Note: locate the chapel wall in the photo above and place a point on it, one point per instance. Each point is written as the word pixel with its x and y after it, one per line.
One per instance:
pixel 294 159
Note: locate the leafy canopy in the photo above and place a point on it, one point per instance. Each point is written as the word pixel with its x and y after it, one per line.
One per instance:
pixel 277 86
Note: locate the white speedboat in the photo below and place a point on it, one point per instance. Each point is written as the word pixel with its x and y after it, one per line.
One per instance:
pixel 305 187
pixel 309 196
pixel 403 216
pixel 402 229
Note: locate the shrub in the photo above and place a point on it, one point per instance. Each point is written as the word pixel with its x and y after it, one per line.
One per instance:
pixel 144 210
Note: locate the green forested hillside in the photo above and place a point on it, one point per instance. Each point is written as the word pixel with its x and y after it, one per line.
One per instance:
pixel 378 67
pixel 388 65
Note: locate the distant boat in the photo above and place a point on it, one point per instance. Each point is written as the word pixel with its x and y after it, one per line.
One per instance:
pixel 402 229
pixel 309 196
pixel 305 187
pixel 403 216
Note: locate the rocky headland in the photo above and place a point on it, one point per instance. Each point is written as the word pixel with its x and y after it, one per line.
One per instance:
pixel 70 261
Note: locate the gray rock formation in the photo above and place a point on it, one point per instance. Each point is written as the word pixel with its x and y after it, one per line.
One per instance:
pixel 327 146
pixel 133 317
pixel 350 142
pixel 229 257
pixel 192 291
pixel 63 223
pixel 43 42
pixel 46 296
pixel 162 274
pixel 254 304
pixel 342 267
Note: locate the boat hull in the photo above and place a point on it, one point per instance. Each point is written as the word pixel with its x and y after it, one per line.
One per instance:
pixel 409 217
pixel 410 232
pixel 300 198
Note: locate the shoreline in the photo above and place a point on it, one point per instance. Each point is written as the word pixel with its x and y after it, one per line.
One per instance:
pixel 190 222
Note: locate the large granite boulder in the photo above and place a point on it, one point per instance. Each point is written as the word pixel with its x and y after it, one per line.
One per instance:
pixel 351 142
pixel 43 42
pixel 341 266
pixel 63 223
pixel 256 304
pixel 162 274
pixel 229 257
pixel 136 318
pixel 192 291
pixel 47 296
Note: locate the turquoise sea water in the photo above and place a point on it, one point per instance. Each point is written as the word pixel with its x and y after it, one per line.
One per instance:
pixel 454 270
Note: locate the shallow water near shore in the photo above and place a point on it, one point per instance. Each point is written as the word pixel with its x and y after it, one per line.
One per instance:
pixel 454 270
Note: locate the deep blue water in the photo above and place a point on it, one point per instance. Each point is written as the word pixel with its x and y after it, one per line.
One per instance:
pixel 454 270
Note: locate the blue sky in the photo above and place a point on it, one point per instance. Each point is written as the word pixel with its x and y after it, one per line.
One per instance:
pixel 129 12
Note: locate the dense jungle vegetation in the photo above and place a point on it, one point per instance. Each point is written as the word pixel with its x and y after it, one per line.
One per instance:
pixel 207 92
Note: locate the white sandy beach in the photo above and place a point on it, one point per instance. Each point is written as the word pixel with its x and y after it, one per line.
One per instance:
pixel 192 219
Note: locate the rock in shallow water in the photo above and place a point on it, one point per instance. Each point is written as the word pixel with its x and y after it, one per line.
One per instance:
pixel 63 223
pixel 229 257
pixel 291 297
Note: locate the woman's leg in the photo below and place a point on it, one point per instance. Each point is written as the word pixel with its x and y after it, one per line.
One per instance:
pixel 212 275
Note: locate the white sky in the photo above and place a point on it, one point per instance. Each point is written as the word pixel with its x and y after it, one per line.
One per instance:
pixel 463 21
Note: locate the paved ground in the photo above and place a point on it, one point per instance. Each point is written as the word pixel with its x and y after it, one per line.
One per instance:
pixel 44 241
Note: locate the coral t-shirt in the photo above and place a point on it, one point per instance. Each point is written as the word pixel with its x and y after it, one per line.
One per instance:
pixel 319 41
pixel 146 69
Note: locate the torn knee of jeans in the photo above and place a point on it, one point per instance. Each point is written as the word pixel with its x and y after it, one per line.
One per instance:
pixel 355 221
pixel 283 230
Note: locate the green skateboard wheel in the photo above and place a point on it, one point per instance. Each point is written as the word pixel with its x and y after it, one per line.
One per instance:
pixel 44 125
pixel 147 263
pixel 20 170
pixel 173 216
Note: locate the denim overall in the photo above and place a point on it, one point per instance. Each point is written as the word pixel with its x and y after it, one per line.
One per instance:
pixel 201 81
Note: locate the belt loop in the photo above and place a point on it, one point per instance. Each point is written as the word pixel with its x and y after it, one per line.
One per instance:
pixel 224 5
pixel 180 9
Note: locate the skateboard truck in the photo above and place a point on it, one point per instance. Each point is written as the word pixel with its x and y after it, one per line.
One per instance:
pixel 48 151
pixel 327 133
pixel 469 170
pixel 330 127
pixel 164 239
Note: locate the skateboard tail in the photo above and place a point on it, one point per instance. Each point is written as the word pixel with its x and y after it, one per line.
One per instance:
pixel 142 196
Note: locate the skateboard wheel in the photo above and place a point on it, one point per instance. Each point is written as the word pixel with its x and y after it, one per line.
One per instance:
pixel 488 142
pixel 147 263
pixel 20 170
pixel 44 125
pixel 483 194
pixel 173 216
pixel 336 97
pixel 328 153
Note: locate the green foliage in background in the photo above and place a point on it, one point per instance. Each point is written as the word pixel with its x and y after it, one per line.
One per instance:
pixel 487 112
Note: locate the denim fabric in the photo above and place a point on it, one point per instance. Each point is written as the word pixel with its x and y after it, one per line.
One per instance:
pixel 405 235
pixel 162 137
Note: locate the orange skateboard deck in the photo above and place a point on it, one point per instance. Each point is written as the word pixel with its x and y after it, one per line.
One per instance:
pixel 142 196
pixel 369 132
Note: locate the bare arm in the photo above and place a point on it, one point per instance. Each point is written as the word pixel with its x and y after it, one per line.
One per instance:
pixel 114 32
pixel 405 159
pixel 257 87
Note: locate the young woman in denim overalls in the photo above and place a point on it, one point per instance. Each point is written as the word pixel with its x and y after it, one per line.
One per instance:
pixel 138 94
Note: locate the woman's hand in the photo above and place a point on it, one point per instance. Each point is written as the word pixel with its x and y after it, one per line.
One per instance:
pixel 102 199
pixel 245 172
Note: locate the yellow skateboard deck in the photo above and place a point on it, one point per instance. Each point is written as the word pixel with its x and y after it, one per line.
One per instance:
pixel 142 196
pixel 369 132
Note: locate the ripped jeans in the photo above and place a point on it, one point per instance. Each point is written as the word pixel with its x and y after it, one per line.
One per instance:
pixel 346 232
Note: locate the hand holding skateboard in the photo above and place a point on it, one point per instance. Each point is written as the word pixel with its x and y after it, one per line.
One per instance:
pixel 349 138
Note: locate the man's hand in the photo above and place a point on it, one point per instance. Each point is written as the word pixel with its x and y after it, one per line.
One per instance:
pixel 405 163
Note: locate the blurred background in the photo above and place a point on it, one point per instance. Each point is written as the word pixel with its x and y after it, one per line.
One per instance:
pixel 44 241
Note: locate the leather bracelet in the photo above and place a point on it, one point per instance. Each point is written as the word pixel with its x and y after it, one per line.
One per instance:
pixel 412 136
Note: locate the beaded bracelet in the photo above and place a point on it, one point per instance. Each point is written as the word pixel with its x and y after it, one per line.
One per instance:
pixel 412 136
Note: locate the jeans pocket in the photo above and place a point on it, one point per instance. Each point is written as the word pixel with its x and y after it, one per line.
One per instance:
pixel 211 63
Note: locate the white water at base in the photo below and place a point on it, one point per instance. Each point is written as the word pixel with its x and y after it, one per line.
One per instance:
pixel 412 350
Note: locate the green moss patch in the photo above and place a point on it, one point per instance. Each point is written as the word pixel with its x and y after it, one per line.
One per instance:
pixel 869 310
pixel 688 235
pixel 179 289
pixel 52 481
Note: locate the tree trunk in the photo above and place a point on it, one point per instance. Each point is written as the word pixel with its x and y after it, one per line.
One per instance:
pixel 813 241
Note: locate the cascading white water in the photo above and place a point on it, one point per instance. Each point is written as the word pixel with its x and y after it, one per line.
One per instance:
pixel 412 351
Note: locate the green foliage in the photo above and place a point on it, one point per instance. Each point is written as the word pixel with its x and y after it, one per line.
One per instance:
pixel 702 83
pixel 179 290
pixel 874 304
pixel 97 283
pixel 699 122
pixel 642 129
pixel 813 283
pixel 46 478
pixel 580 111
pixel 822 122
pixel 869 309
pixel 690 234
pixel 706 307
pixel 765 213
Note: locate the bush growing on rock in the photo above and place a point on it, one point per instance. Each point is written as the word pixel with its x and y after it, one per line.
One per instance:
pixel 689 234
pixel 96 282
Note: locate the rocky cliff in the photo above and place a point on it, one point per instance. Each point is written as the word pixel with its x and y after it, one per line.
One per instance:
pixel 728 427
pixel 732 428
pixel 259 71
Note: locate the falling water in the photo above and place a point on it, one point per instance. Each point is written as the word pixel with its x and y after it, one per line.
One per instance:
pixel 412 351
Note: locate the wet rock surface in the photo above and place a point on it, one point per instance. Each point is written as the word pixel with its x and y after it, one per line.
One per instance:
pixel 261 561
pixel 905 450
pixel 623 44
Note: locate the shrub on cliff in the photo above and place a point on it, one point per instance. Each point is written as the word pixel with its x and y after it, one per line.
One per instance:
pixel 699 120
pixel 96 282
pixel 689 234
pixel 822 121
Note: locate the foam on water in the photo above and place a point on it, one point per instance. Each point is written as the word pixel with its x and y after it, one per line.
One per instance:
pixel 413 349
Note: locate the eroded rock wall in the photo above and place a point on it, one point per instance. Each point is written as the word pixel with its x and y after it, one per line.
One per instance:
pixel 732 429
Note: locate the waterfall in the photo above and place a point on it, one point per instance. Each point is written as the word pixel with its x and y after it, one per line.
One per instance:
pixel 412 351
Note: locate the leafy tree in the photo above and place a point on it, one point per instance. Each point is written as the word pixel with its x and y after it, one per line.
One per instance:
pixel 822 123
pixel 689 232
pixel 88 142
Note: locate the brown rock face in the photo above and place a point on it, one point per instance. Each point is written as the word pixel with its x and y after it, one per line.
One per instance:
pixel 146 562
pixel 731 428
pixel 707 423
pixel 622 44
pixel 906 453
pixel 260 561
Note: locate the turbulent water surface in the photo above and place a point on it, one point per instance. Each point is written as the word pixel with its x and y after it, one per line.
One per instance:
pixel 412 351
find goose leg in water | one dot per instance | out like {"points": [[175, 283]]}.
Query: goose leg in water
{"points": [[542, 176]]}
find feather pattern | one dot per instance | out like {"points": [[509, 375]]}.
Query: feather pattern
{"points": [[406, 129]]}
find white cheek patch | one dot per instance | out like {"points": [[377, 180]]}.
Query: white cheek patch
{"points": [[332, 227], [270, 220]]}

__________

WHAT YOU ARE ASKED TO DO
Among the lines of the material above, find those with the word "foliage". Copy each one.

RESPONSE
Note: locate the green foliage in background in the photo above and place a point on it, one point per instance. Each point is written as the word pixel with its x and y after it, one per line.
Note: locate the green foliage in the photo above and place a point on it, one point per instance. Each point is written as the word pixel with its x and y after it, one per line.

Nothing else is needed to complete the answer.